Copy every line of the items below word for word, with the pictures left out.

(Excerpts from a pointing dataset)
———
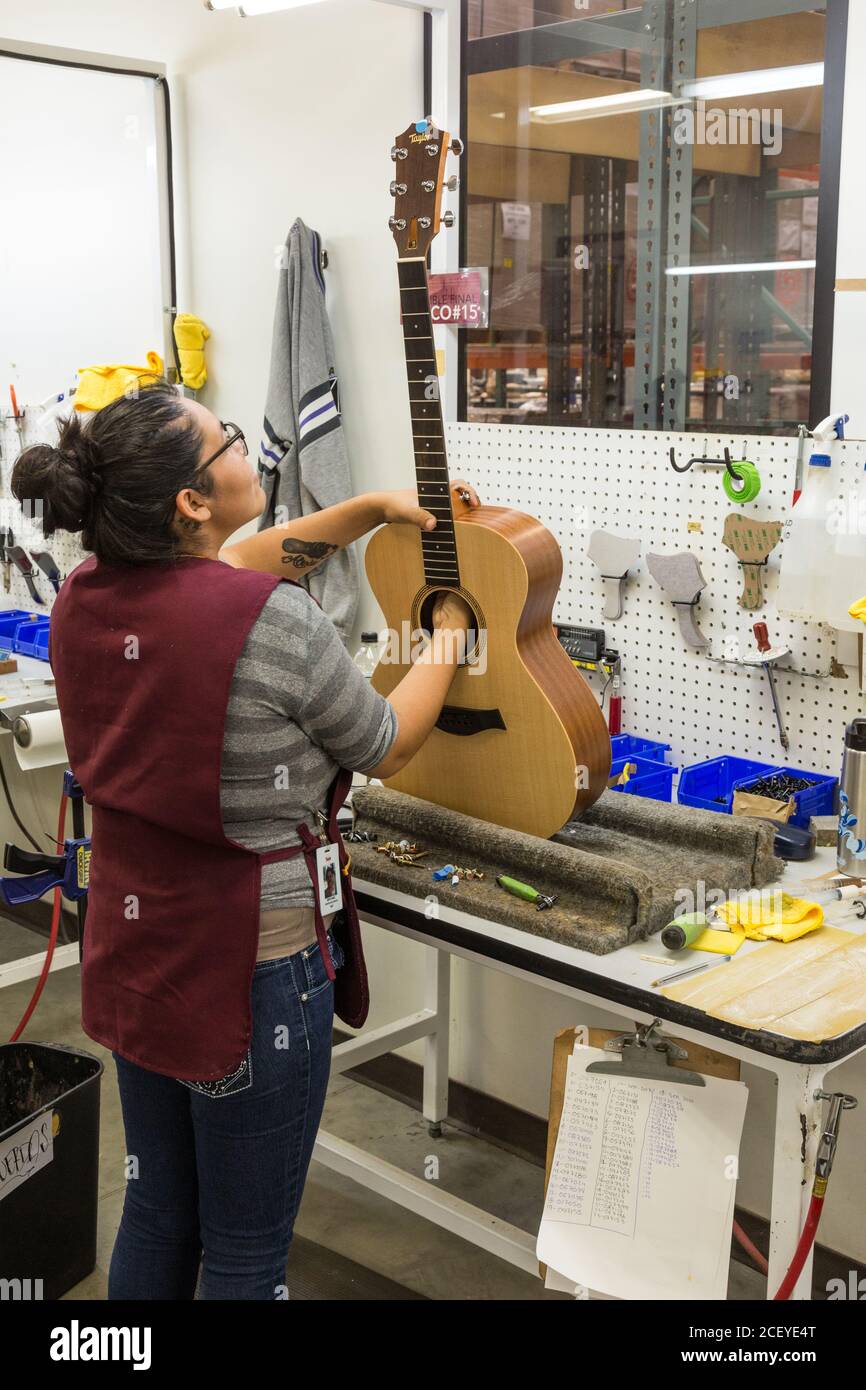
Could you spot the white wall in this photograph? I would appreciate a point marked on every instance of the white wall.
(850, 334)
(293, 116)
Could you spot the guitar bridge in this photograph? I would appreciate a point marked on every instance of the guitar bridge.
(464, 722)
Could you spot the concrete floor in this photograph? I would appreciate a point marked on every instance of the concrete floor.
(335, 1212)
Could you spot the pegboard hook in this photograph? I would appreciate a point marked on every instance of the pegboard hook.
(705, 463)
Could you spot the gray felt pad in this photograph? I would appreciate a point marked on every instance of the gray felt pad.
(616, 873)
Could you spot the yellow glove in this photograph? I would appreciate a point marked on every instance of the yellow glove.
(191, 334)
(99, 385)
———
◆ Response to the exercise ◆
Could you spot the white wall in this photograph? I would appreciate a point marked on every instance of the white wall.
(850, 334)
(293, 116)
Could you spot the guitar bridge in this photograph? I would appreciate a point marked on every instance of the guitar bridge.
(464, 722)
Could you spot the concrete floor in this photograph? I would appreciate a point marked on every instance of the concrete floor.
(335, 1212)
Could you spot the pegboard hook in this photograph? I would appreciate a point marked on every instance of the pegboard hook.
(705, 463)
Could you spot the gray felt pad in this photograph? I would appreciate a point marked on every instance of the gray felt pad.
(616, 873)
Could you spot the yellow glove in this photograph? I would appreciate a point marked on every instance of the yellow glove.
(191, 334)
(99, 385)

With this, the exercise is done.